*Supplied information*:
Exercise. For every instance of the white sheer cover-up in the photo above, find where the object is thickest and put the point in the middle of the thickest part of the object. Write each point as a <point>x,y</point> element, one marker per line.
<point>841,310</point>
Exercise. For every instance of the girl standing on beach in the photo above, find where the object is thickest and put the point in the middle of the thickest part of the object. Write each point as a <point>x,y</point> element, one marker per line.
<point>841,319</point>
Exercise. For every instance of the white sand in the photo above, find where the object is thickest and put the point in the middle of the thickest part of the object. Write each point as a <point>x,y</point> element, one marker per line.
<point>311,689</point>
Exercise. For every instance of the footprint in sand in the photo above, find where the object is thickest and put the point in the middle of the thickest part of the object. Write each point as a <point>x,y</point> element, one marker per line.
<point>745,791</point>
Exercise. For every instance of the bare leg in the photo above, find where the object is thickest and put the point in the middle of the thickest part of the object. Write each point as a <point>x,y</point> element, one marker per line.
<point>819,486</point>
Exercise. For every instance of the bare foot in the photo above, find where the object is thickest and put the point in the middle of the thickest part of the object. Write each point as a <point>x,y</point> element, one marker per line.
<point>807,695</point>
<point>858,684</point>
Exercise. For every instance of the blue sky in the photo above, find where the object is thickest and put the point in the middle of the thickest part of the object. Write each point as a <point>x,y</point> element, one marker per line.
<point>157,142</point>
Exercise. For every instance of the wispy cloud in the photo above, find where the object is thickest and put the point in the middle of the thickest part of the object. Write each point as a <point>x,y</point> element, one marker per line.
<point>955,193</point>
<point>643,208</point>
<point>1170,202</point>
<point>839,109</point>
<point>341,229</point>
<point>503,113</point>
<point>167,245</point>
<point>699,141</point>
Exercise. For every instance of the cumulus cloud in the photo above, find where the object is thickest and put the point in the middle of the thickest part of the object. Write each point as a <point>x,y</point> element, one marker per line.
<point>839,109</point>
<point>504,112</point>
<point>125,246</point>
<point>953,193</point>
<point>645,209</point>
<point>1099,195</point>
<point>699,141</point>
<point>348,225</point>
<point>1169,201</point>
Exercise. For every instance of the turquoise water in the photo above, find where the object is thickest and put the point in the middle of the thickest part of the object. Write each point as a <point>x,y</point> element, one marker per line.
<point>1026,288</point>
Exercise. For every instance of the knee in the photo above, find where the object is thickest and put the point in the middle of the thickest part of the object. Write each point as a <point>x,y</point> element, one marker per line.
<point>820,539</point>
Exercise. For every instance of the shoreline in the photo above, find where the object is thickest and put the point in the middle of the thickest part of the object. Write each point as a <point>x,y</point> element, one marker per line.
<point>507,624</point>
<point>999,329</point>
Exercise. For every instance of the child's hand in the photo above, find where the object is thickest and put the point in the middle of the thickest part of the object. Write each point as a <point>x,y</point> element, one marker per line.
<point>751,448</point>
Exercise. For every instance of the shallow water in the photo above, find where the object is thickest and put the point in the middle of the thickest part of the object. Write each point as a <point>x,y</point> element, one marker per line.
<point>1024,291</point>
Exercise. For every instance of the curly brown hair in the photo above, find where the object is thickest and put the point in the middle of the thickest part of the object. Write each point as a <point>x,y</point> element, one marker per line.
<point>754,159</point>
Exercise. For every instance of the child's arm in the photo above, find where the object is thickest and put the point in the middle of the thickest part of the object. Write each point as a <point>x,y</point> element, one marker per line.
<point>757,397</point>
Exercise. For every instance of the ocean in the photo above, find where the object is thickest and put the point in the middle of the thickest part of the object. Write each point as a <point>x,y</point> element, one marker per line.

...

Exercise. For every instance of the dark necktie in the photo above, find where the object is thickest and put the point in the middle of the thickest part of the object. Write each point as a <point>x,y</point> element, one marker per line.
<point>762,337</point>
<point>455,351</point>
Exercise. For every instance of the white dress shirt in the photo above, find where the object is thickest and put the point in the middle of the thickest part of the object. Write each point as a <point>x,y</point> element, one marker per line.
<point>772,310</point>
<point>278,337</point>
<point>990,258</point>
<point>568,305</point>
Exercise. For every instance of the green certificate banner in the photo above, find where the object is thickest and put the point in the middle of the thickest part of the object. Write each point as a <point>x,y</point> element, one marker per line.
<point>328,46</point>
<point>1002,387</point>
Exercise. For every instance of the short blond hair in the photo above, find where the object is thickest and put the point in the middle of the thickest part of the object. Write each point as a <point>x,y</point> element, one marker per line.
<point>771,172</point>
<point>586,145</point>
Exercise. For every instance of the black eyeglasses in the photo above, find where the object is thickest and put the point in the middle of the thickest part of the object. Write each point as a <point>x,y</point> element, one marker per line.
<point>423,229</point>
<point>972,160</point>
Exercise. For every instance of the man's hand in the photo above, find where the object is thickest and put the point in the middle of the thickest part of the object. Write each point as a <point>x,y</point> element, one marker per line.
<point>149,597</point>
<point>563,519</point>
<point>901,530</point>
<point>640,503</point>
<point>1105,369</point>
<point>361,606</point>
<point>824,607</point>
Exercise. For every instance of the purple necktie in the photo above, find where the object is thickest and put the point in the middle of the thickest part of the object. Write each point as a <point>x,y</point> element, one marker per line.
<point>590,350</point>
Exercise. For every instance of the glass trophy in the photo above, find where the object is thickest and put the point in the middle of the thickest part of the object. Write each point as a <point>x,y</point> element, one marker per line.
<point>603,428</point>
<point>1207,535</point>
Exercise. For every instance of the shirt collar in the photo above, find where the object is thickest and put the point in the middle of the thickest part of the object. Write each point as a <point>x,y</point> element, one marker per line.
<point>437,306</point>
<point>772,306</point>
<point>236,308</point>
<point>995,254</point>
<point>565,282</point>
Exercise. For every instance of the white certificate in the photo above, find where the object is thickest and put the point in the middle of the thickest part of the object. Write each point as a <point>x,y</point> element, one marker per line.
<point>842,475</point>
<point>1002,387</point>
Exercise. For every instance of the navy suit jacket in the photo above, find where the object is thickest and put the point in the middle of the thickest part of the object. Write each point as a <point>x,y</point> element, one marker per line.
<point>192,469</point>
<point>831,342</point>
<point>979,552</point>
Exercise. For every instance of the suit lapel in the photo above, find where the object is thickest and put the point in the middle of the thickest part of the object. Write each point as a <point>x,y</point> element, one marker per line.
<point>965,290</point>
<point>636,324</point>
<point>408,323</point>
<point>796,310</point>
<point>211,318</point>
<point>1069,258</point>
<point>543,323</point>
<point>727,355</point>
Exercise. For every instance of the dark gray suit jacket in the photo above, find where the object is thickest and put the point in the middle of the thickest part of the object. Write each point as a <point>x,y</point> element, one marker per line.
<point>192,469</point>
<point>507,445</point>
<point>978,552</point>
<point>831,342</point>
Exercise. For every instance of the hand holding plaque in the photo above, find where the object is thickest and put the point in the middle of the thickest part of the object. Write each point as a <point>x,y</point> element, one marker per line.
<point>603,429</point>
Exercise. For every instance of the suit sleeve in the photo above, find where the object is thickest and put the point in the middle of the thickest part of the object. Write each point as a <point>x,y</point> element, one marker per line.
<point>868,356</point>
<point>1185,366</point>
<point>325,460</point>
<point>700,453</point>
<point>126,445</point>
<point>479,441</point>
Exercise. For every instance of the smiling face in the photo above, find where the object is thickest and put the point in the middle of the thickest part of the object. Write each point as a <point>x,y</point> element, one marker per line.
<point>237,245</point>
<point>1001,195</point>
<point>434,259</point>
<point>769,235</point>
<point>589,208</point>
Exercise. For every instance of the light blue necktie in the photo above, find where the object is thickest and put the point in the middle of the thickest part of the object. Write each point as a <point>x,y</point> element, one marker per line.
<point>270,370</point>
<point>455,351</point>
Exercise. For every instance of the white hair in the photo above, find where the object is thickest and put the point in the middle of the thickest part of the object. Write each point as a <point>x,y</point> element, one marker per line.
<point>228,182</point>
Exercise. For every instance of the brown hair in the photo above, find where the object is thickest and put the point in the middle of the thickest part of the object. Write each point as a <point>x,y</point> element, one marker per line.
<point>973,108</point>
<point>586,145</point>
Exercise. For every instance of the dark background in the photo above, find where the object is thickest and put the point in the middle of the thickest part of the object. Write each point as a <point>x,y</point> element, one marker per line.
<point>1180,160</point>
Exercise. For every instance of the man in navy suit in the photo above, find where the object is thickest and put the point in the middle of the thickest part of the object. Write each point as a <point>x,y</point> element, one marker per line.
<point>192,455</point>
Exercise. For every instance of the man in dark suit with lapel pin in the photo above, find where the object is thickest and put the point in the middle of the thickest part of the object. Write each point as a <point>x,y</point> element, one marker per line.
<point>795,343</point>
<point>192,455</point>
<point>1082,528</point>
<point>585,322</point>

*What to produce*: Beginning at the line with "Exercise. For every instance of the curly" and stopping after the line with "Exercise. For every instance of the ocean", please write out every line of the data above exactly and nothing else.

*Answer for the task*:
Exercise. For every instance of the curly brown hair in the photo above, find where the object is thickest and put the point in the middle of the thickest part of the object. Write each point as a <point>x,y</point> element, one marker per line.
<point>754,159</point>
Exercise. For every instance of the child's arm in the photo above, find where the object is thickest and put the point in the middle of the thickest part of the object. Write each point as a <point>x,y</point> element, one marker per line.
<point>757,397</point>
Exercise. For every instance of the ocean in the photo above, find where the object is thickest and put the point in the middle of the thickest part of the object. Write each point as a <point>x,y</point> element, one marker per line.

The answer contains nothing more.